READING TEXT:
↓↓↓
Chairman McKeon and Representative Smith, thank you for the opportunity to discuss the tense and fluid situation in Syria.
Widespread demands for political change in Syria started more than a year ago. Rather than meeting these legitimate demands, the regime of Bashar al-Assad turned instead to violence against its own people. That violence has been brutal and devastating. It has put the Syrian people in a desperate and difficult situation. It has outraged the conscience of all good people. And it has threatened stability in a very important part of the world.
The United States has made clear that the Assad regime has lost its legitimacy and that this crisis has no effective solution without Assad’s departure. As the President has stated, Assad must go.
Recent days are testing whether the Assad regime will live up to all of its responsibilities to the Syrian people and to the international community. Restoring calm to cities and towns across Syria is just one test for Assad in the days ahead. Assad is responsible for fully abiding by the transition plan outlined by Joint Special Envoy Kofi Annan. He also faces deep skepticism about his motives, a skepticism based on a long train of Assad’s deceitful actions to date, including broken promises to his own people and to the international community.
↑↑↑
GIVEN EXERCISE: Reproduce the testimony on Syria word for word, from start to finish.

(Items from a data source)
↓↓↓
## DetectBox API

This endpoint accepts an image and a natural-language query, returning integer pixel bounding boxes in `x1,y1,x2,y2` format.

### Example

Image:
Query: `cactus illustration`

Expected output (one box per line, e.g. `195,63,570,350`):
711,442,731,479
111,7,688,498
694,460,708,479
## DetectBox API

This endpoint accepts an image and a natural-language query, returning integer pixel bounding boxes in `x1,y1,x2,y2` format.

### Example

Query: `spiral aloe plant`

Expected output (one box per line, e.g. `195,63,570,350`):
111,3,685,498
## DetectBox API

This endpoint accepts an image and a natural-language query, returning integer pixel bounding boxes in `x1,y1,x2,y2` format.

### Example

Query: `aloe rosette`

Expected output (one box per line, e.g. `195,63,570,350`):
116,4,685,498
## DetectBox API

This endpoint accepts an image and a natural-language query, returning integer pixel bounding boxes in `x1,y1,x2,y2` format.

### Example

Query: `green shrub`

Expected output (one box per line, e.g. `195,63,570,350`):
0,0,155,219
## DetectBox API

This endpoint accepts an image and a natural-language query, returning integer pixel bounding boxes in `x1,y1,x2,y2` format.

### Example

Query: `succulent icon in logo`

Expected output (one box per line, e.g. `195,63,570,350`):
↑↑↑
↓↓↓
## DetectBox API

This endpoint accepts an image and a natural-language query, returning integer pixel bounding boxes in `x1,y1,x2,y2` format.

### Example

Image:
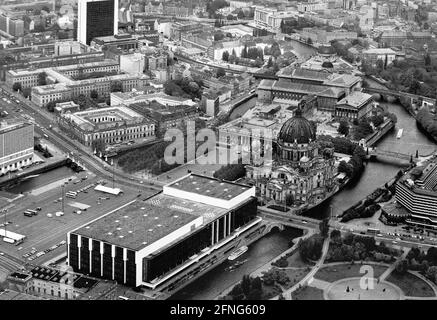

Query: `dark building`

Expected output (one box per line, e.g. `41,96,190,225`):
↑↑↑
↓↓↓
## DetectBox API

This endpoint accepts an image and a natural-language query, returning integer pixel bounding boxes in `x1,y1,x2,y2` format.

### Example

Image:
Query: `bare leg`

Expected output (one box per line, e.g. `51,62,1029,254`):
↑↑↑
REPLY:
Chairman McKeon and Representative Smith, thank you for the opportunity to discuss the tense and fluid situation in Syria.
Widespread demands for political change in Syria started more than a year ago. Rather than meeting these legitimate demands, the regime of Bashar al-Assad turned instead to violence against its own people. That violence has been brutal and devastating. It has put the Syrian people in a desperate and difficult situation. It has outraged the conscience of all good people. And it has threatened stability in a very important part of the world.
The United States has made clear that the Assad regime has lost its legitimacy and that this crisis has no effective solution without Assad’s departure. As the President has stated, Assad must go.
Recent days are testing whether the Assad regime will live up to all of its responsibilities to the Syrian people and to the international community. Restoring calm to cities and towns across Syria is just one test for Assad in the days ahead. Assad is responsible for fully abiding by the transition plan outlined by Joint Special Envoy Kofi Annan. He also faces deep skepticism about his motives, a skepticism based on a long train of Assad’s deceitful actions to date, including broken promises to his own people and to the international community.